Segment Start: DATA FOR THE TASK

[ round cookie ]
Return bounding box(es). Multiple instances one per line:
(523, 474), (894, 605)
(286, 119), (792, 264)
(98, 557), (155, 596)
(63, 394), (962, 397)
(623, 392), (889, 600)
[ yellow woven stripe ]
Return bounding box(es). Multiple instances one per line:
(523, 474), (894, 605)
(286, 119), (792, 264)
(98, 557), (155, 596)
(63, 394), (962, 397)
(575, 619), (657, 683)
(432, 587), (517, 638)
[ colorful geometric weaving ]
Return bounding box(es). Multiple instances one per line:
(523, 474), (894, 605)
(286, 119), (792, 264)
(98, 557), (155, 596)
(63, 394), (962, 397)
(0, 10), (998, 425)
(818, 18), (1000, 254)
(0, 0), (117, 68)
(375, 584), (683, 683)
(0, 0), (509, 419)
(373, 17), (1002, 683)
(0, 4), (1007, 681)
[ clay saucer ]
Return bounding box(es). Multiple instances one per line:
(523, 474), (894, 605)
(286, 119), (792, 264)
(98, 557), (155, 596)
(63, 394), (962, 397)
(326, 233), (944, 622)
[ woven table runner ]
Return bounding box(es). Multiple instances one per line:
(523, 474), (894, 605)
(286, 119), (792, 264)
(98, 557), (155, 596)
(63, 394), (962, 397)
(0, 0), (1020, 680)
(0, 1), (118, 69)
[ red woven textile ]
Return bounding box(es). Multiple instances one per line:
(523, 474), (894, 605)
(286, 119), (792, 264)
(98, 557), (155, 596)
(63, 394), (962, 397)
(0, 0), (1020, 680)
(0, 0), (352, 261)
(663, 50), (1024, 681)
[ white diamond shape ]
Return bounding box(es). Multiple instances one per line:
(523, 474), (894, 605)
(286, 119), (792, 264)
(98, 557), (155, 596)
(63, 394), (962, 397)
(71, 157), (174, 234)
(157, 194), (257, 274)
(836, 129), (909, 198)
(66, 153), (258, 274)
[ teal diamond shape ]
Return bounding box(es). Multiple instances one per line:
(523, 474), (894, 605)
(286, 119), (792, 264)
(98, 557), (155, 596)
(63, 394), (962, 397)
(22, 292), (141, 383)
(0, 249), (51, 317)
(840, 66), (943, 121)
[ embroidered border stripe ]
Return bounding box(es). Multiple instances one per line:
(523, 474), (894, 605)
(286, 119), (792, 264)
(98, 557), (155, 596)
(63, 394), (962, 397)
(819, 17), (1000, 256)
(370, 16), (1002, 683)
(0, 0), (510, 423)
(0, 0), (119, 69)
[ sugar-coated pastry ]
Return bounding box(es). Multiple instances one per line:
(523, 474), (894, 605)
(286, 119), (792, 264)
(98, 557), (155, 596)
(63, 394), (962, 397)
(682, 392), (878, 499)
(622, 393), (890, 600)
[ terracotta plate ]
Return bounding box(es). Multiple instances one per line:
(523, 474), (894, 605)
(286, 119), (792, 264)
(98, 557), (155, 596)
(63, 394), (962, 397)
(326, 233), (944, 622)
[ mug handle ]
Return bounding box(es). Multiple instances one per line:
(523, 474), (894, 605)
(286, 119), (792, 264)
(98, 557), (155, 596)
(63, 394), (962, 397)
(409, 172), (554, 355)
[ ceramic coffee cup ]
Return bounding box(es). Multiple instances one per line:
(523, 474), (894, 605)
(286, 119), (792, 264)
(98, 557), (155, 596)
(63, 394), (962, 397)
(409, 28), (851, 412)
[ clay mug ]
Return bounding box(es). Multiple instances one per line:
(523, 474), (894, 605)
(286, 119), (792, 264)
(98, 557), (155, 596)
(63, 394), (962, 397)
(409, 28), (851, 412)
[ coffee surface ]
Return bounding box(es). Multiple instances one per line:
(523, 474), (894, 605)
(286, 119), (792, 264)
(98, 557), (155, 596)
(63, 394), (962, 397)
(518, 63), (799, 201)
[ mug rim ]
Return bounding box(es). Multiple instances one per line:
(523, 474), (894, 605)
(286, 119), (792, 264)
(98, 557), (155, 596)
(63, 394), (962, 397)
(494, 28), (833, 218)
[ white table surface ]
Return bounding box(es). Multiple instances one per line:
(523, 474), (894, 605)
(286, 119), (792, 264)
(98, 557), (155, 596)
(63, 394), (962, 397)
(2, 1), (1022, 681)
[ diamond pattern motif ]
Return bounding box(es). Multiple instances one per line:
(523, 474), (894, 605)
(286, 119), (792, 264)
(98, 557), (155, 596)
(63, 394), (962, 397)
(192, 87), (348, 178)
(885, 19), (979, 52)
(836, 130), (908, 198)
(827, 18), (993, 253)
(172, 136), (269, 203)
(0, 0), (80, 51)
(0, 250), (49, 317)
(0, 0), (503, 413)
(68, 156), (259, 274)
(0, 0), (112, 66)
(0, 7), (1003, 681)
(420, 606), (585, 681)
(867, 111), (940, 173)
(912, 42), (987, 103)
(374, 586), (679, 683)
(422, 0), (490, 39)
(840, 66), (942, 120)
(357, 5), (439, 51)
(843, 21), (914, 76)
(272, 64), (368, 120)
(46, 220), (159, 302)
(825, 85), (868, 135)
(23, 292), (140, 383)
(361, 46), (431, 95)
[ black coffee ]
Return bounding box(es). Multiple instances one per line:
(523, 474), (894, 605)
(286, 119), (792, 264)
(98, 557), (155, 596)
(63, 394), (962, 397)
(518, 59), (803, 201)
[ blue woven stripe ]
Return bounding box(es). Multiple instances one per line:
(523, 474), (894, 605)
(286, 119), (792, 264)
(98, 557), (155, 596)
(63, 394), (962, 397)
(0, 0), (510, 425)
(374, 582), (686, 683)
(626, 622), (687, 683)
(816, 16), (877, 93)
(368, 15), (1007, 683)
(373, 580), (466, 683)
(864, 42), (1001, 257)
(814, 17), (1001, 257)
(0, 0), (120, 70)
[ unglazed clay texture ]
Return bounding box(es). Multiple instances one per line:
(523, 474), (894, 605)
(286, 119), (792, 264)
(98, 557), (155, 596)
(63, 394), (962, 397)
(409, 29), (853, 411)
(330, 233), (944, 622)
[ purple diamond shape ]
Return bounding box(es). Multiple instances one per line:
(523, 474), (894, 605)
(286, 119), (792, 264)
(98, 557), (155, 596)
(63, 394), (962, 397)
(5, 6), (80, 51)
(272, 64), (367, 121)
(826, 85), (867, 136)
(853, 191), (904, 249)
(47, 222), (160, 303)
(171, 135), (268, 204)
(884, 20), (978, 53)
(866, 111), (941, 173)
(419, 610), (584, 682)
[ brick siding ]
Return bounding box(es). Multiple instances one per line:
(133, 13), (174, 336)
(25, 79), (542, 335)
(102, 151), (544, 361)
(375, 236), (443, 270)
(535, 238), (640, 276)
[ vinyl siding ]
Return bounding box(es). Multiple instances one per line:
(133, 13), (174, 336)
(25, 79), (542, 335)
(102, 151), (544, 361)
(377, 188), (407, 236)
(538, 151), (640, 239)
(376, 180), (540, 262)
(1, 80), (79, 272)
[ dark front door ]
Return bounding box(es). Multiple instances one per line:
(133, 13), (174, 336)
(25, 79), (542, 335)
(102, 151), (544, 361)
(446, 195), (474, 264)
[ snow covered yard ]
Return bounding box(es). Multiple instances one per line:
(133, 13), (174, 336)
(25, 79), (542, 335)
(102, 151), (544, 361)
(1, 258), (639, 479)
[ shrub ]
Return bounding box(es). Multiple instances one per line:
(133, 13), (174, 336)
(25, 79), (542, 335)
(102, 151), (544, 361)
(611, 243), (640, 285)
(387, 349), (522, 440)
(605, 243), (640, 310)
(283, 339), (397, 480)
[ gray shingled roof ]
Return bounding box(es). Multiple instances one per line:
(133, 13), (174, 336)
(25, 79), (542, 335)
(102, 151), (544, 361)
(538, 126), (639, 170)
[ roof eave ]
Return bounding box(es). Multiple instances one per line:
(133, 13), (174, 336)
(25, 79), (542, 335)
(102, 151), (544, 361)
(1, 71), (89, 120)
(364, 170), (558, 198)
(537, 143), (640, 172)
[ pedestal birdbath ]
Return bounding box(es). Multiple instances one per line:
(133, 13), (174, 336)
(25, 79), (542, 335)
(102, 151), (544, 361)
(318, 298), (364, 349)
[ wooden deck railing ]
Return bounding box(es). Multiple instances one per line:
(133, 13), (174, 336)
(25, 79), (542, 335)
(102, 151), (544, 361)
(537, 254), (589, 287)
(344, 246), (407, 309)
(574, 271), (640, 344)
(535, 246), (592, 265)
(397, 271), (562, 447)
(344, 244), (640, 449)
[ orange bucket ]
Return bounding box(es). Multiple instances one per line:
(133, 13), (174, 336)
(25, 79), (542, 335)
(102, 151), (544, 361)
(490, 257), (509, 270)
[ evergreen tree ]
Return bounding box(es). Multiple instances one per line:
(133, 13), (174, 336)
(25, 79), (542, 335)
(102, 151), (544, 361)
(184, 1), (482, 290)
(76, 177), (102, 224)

Segment End: DATA FOR THE TASK

Please copy out every line of the preceding listing that carries "surface".

[ coffee surface ]
[ white table surface ]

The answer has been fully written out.